*Text extract*
○ ○ ○ ○ ○ ○ ○

Hullo! I’m Bela and the resident Eskwelabs’ Senior Brand Designer. I’m a nerd at heart that isn’t good with numbers but I find my strength and skills in brand and visual design. I have a passion for tech and education that leaves me curious about how us hybrid humans can interact with programs such as artificial intelligence to inspire others to do the same! Connect with me via Linkedin.
Welcome to “Curious Cafe,” a blog series of technological discovery mixed with a touch of my creative design process. Curious Cafe is where you (the reader) can grab a cup of coffee while reading, enjoy the information, and experience a caffeinated writer share about design experiments, case studies, and discoveries about basically anything in a 16 minute read.
Did you know that it takes at least 10 minutes before your coffee grows cold? So let’s get started!
“AI” or artificial intelligence is a simulation of human intelligence executed by machines, computer systems, and programs. AI works through learning and recognizing large amounts of labeled data to pattern how our human minds work. In this article, we’ll be talking about the latest innovations of AI on digital art. From recognizing images to generating detailed images called “AI Art.”
AI Art is basically an artwork or visual illustration generated by a program with a very robust and trained neural network that can turn text captions into images. The top two AI programs that have been subject to scrutiny and comparison between each other are DALL-E and Midjourney. These are the programs we used as a design case study here in Eskwelabs and the main tools used in this article.

○ ○ ○ ○ ○ ○ ○

Entries of labeled points
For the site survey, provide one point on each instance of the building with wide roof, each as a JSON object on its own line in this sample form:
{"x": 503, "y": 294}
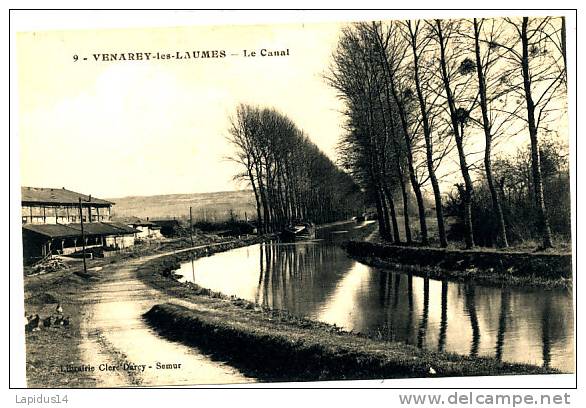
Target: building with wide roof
{"x": 52, "y": 223}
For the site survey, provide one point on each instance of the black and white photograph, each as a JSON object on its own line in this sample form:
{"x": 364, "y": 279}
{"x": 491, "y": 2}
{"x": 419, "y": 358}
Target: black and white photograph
{"x": 297, "y": 202}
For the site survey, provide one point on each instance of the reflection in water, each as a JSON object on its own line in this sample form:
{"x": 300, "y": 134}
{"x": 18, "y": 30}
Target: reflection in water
{"x": 317, "y": 280}
{"x": 424, "y": 315}
{"x": 471, "y": 309}
{"x": 500, "y": 337}
{"x": 441, "y": 344}
{"x": 545, "y": 329}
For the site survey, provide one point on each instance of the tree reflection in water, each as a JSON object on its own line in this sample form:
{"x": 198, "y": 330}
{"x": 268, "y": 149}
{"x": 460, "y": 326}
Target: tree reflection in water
{"x": 318, "y": 281}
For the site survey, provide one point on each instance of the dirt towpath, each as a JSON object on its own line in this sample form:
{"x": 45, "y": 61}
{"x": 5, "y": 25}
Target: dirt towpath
{"x": 125, "y": 351}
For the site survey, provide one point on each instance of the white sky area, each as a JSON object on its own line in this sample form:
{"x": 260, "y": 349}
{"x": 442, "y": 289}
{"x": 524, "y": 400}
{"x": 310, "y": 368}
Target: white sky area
{"x": 156, "y": 127}
{"x": 126, "y": 128}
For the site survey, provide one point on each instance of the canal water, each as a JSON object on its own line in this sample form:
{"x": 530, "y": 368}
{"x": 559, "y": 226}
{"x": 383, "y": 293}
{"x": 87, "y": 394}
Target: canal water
{"x": 317, "y": 280}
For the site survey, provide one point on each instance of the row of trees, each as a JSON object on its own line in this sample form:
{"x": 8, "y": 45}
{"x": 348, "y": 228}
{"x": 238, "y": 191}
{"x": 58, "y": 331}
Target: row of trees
{"x": 291, "y": 178}
{"x": 421, "y": 96}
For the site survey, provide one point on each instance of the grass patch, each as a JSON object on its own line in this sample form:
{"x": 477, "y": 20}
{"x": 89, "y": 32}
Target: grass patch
{"x": 276, "y": 350}
{"x": 488, "y": 267}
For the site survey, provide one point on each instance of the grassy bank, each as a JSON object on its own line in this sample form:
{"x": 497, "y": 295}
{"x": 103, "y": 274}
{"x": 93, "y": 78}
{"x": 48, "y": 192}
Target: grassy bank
{"x": 51, "y": 348}
{"x": 488, "y": 266}
{"x": 274, "y": 345}
{"x": 276, "y": 348}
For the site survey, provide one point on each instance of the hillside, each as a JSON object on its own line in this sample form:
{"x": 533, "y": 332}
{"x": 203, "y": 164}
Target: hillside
{"x": 206, "y": 206}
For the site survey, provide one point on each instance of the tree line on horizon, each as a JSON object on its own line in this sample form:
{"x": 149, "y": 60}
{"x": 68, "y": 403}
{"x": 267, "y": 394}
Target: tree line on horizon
{"x": 420, "y": 94}
{"x": 292, "y": 180}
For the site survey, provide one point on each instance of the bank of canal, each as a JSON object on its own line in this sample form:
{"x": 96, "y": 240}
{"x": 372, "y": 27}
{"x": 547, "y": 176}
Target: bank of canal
{"x": 318, "y": 281}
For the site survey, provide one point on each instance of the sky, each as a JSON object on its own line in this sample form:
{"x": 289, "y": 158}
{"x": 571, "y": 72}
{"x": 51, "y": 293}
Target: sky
{"x": 120, "y": 128}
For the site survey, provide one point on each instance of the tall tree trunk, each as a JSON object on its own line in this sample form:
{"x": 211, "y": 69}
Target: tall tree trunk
{"x": 405, "y": 204}
{"x": 259, "y": 229}
{"x": 458, "y": 129}
{"x": 389, "y": 81}
{"x": 428, "y": 145}
{"x": 396, "y": 234}
{"x": 486, "y": 126}
{"x": 543, "y": 219}
{"x": 382, "y": 223}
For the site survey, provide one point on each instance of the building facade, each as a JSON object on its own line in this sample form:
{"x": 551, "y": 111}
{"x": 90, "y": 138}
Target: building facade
{"x": 52, "y": 223}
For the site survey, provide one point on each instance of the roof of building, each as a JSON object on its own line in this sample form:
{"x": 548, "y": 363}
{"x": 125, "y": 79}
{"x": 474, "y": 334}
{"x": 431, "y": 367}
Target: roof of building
{"x": 42, "y": 195}
{"x": 74, "y": 229}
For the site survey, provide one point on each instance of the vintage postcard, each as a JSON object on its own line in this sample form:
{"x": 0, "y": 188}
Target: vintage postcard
{"x": 294, "y": 202}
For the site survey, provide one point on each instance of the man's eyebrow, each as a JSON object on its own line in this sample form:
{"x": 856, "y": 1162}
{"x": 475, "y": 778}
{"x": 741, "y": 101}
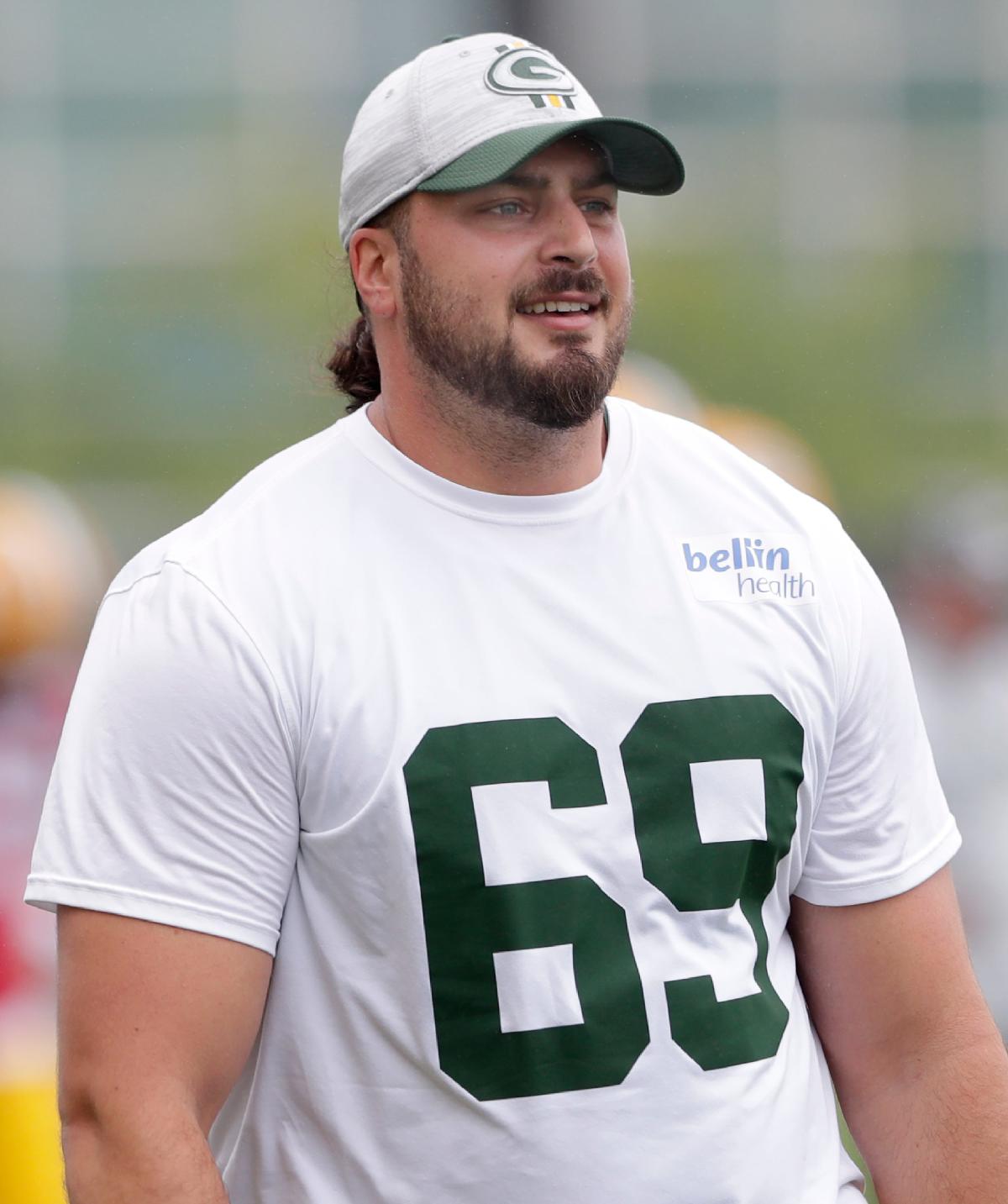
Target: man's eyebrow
{"x": 540, "y": 183}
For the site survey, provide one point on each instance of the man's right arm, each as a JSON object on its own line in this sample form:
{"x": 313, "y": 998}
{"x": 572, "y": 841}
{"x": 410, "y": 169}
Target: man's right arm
{"x": 155, "y": 1028}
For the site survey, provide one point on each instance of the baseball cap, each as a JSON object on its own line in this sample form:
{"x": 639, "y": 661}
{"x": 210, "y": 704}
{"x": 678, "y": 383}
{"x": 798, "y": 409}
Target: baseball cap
{"x": 467, "y": 111}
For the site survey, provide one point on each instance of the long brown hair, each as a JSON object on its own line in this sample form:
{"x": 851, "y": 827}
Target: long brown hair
{"x": 354, "y": 361}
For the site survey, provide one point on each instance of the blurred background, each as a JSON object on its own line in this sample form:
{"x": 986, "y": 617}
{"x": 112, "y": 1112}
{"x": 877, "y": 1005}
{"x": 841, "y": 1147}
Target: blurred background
{"x": 830, "y": 291}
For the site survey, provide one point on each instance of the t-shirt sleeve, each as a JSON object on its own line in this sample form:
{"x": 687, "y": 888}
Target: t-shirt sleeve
{"x": 172, "y": 797}
{"x": 882, "y": 825}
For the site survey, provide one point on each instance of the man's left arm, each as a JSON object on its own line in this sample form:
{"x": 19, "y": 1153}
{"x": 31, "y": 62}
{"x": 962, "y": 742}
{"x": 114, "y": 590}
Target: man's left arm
{"x": 919, "y": 1065}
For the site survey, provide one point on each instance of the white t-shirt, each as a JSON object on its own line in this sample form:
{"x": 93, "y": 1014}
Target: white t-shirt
{"x": 517, "y": 790}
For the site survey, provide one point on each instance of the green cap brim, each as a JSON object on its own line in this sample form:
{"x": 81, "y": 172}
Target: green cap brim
{"x": 642, "y": 159}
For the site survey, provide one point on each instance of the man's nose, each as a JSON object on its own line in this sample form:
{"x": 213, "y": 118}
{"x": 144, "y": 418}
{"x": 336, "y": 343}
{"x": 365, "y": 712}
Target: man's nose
{"x": 570, "y": 238}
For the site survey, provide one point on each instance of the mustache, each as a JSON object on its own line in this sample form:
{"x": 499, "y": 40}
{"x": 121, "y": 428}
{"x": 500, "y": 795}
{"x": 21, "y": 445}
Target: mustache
{"x": 564, "y": 280}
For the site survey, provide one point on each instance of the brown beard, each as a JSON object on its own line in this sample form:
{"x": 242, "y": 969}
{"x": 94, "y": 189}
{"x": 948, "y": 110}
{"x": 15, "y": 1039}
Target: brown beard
{"x": 559, "y": 395}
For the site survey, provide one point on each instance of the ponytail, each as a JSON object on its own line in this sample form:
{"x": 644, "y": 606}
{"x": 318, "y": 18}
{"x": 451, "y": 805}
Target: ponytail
{"x": 354, "y": 365}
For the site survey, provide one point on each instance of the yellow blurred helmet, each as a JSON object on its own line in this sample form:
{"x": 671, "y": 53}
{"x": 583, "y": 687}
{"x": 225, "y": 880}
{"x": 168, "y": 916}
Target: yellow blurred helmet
{"x": 774, "y": 444}
{"x": 52, "y": 566}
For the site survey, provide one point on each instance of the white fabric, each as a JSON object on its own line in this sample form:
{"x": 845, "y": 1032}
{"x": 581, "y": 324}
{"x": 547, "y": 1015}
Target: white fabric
{"x": 234, "y": 756}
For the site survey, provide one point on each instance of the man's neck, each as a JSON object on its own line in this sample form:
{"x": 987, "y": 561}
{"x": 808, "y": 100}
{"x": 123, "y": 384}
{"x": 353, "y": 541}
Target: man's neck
{"x": 486, "y": 450}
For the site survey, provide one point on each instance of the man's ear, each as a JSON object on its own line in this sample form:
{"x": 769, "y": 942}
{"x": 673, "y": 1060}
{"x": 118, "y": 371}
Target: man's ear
{"x": 375, "y": 265}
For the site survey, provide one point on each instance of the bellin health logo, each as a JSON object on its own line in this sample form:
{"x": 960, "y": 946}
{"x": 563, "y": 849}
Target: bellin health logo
{"x": 749, "y": 569}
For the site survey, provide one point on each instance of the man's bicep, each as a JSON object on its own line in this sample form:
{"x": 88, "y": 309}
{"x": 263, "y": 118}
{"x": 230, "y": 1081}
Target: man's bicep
{"x": 886, "y": 981}
{"x": 150, "y": 1011}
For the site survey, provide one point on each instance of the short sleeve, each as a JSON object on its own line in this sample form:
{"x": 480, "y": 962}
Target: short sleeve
{"x": 882, "y": 825}
{"x": 172, "y": 797}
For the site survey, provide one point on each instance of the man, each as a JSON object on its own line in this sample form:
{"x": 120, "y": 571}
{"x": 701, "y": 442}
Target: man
{"x": 472, "y": 759}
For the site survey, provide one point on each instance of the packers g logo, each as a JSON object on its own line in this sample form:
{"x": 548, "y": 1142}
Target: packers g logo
{"x": 529, "y": 71}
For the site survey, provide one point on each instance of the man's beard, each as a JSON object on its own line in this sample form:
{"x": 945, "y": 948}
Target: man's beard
{"x": 444, "y": 334}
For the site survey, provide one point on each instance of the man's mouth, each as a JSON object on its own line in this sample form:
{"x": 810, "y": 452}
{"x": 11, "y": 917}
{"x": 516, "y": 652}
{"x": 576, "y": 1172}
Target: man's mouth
{"x": 558, "y": 308}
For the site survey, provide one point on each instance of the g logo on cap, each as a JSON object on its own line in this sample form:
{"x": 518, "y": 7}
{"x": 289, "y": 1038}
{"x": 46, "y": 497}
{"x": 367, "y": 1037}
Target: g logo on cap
{"x": 528, "y": 71}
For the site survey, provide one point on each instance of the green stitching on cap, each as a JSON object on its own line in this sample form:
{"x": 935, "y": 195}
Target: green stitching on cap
{"x": 642, "y": 159}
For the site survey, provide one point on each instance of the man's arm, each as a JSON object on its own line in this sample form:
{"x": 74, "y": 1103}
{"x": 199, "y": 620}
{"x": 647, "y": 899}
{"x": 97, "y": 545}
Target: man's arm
{"x": 155, "y": 1028}
{"x": 919, "y": 1065}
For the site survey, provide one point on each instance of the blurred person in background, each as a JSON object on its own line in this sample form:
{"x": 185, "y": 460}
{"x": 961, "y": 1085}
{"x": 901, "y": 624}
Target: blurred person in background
{"x": 449, "y": 812}
{"x": 952, "y": 591}
{"x": 52, "y": 570}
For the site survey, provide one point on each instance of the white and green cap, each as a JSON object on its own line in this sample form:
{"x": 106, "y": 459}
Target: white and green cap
{"x": 467, "y": 111}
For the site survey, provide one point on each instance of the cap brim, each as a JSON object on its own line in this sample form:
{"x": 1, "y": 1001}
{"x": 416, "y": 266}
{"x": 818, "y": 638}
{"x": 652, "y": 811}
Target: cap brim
{"x": 642, "y": 159}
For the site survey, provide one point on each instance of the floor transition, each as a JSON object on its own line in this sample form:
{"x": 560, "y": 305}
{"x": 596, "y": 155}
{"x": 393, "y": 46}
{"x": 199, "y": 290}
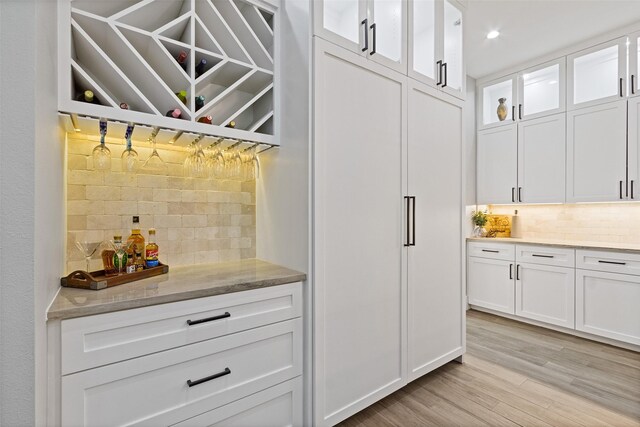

○ ○ ○ ○ ○ ○ ○

*Problem set*
- 1) Reproduce the stretch of the AI art blog post from "Did you know" through "in this article.", switching "neural network" to "machine learning model".
- 2) Resume the AI art blog post, picking up after its final sentence.

*Results by task*
- 1)
Did you know that it takes at least 10 minutes before your coffee grows cold? So let’s get started!
“AI” or artificial intelligence is a simulation of human intelligence executed by machines, computer systems, and programs. AI works through learning and recognizing large amounts of labeled data to pattern how our human minds work. In this article, we’ll be talking about the latest innovations of AI on digital art. From recognizing images to generating detailed images called “AI Art.”
AI Art is basically an artwork or visual illustration generated by a program with a very robust and trained machine learning model that can turn text captions into images. The top two AI programs that have been subject to scrutiny and comparison between each other are DALL-E and Midjourney. These are the programs we used as a design case study here in Eskwelabs and the main tools used in this article.

- 2)
In this day and age, technology is now embedded in our daily lives, affecting how our future would look like and what industries will be affected. In the past 3 years, many jobs have been replaced by automation and artificial intelligence. Websites such as “Will Robots Take My Job” show data on jobs that might be at risk of automation, and for the longest time, jobs in the creative industry were safe from automation risks. Multiple articles were released on “Why artists will never be replaced by Artificial Intelligence.” But that all changed when DALL-E and Midjourney were launched. This created an uproar online among different art communities and the main theme of their discussion was how they as artists can lose their jobs.
As a self-taught artist myself, I was not that excited about this news at first. One of the crucial reasons why I was skeptical was because I basically had to learn this new skill all over again to either be able to keep my job, compete with other artists out there, or worse, compete with AI. The last time mankind competed with AI based on some movie references, we had to beat Ultron and the Matrix—both difficult and life threatening. But I decided to give it a chance when I was watching Cleo Abram’s Youtube video “THE REAL fight over AI art” and in her experience with interacting with DALL-E, she said:
“It didn’t feel as if the AI was leveling the playing field between us. It felt like I was getting new skills and it felt like he was getting superpowers.”
In this short but impactful quote, Cleo shares about two realities—her reality and the one her artist friend had embraced. He had opened his arms to how AI could not only boost his existing art and design knowledge, but also augment his ideation and creation skills.
So I got to work from there. I had to unlearn what I knew about what being an artist meant in this day and age. As designers, I believe it is always up to us to find creative ways to solve a problem. And in my context, AI programs weren't the problem nor am I trying to plot how to shut these programs down. My next steps are about answering the question “How might I use them?” or “How can I design with AI?”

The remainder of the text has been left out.